EXERCISE INSTRUCTIONS: Copying nothing before it, reproduce the line that holds "Each instance of the black barrel" and every line after it in the data, exactly.

═════ DATA PROVIDED

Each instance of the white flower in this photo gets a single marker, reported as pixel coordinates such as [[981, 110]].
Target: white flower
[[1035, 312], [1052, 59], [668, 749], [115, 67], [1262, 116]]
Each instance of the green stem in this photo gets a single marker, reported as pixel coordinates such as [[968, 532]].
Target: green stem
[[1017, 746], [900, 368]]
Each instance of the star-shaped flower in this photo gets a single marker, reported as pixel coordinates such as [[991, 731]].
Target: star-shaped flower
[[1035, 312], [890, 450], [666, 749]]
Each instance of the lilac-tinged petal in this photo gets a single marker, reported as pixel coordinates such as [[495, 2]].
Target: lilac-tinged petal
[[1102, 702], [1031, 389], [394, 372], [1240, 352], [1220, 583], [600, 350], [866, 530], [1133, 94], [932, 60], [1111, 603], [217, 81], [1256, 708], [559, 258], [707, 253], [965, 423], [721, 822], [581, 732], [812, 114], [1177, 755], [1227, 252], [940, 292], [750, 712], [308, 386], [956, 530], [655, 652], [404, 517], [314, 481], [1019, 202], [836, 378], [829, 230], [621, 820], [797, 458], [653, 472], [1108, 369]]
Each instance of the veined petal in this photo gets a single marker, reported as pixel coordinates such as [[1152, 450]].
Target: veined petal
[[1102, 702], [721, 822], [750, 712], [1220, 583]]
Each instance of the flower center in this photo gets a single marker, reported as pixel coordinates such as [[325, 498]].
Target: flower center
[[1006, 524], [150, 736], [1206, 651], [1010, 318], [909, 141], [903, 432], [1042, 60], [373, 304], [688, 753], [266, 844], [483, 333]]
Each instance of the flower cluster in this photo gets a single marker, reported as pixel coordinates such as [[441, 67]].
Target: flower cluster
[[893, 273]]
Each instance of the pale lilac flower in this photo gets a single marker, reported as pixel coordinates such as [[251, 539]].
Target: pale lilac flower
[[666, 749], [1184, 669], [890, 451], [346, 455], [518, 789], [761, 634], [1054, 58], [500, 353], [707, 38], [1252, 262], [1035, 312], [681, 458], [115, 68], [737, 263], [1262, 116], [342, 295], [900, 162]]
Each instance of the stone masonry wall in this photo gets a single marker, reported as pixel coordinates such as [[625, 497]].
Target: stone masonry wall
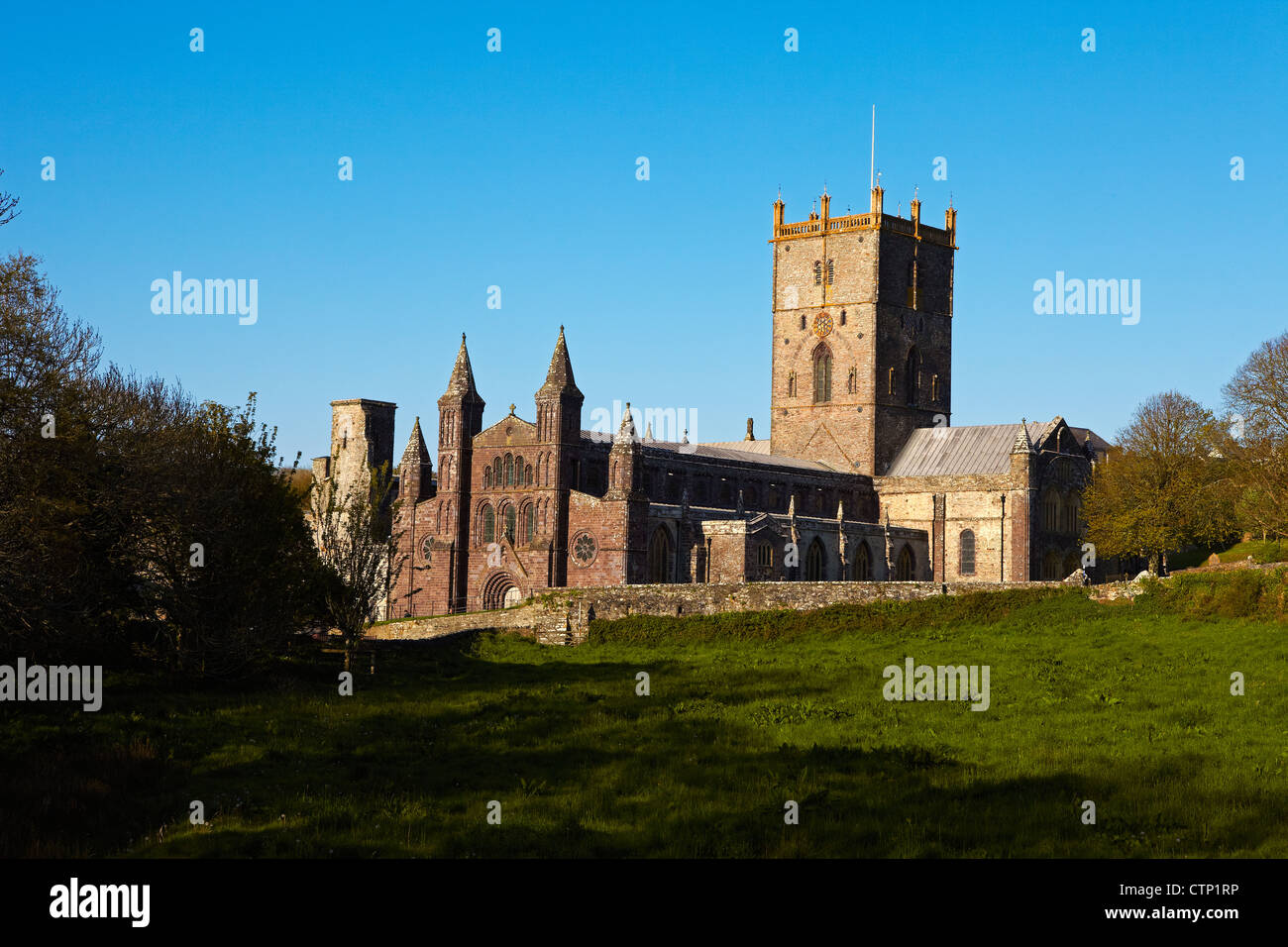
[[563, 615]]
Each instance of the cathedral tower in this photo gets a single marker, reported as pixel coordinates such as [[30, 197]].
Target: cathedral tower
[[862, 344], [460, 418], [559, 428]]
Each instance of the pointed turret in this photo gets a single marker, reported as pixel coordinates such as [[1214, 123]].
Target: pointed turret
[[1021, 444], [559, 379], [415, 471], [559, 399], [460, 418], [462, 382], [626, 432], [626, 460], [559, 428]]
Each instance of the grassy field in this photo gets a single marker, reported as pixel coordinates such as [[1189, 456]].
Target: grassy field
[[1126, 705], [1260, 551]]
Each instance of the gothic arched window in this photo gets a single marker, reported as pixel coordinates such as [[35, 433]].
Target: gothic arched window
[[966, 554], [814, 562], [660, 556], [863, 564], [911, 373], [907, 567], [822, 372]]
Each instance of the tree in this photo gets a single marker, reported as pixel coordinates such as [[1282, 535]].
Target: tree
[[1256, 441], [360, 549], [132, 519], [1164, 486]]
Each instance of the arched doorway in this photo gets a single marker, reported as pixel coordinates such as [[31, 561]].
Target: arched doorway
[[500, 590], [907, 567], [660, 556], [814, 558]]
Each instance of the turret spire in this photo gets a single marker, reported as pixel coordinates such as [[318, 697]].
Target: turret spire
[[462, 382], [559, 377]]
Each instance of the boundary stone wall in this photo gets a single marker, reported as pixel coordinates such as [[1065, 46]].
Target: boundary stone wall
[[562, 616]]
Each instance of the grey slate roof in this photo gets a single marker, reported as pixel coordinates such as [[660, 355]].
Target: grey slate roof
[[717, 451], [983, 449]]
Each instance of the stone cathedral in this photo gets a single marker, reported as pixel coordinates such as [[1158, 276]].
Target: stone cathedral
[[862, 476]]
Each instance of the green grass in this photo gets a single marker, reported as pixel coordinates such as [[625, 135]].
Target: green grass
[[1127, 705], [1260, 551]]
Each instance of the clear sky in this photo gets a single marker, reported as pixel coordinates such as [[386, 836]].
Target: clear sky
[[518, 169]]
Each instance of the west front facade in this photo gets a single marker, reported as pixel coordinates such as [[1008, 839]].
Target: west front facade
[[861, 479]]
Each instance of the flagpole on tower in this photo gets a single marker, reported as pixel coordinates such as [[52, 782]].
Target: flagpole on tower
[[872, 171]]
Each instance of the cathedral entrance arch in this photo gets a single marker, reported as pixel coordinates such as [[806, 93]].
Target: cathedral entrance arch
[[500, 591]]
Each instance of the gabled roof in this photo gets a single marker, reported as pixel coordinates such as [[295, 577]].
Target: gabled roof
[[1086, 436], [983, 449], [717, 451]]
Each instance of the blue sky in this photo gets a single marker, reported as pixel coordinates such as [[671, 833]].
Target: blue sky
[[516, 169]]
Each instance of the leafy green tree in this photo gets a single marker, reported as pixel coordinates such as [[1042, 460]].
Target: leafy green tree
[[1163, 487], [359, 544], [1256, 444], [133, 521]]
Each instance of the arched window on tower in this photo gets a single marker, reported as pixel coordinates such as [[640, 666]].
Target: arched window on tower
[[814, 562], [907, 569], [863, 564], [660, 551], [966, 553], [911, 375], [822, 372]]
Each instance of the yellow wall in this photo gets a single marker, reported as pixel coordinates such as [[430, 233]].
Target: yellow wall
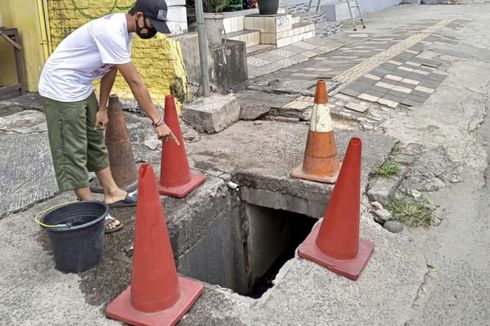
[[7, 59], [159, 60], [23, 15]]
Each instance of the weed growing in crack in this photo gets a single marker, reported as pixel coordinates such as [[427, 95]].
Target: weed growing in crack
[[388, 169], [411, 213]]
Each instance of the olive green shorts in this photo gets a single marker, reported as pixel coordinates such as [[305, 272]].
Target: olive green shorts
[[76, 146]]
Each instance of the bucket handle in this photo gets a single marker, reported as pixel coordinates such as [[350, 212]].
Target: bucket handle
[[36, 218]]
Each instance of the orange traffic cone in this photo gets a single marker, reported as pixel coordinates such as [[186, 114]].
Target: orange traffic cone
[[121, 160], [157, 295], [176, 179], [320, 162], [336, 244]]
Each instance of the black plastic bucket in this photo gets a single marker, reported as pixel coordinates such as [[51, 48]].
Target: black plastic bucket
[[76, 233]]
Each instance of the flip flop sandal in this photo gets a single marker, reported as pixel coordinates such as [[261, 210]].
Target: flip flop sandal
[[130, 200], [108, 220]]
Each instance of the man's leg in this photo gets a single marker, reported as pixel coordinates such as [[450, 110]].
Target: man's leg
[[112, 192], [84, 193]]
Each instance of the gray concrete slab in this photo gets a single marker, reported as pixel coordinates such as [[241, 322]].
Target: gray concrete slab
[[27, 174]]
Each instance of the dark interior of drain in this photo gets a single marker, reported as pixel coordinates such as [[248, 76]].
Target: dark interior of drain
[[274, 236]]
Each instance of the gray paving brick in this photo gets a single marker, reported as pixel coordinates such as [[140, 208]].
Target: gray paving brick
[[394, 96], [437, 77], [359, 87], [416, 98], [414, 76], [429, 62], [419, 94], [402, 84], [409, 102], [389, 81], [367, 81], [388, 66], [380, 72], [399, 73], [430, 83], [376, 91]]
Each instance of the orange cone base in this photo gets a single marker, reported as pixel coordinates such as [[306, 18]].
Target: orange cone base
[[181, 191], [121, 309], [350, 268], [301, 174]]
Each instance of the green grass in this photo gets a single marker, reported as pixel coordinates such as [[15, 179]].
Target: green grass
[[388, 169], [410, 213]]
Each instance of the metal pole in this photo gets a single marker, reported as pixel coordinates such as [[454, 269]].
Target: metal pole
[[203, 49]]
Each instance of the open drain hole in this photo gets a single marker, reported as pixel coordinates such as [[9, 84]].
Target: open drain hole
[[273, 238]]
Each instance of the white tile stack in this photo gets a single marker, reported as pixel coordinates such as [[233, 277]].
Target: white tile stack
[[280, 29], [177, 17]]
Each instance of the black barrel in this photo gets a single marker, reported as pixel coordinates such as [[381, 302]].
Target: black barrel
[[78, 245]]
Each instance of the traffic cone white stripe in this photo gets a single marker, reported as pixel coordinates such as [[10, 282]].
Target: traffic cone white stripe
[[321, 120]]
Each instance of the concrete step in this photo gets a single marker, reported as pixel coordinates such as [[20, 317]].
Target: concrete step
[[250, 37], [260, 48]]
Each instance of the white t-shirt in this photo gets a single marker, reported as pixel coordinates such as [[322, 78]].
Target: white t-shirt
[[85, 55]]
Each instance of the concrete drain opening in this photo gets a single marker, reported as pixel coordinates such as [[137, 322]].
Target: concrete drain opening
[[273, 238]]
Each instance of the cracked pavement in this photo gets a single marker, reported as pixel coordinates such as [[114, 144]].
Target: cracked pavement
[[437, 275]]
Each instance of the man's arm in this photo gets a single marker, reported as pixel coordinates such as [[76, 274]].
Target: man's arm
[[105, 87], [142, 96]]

══════════

EXERCISE OUTPUT:
Each instance of the black barrel in this photo gets a single marker, reported as pixel coordinates such as [[381, 302]].
Target: black barrel
[[78, 245]]
Each instance of the traffic cone white stripe in this photo gets a single marker, reported as pixel coordinates such as [[10, 282]].
Target: traffic cone white stripe
[[321, 120]]
Each instance of the concrete step in this photo gets a single marker, reported as pixel coordinates such as [[20, 317]].
Target: concrete step
[[250, 37], [260, 48]]
Each instance of the white t-shirt in this photo gets a single marker, reported as pixel coordinates such as [[322, 78]].
Target: white t-shirt
[[85, 55]]
Each instance of the concrete drain opening in this photo gets a single marker, reported as pixel coordinates such as [[137, 322]].
Target: concrete drain opening
[[273, 238]]
Each instance of the cracked pavement in this photo gets a single marker, reported as pixel coordinates such as [[114, 144]].
Target: cracked pavement
[[437, 275]]
Each instance of the man's arm in this photo gets a single marker, reported as pixel coordinates such as [[76, 274]].
Target: man's arm
[[105, 87], [142, 96]]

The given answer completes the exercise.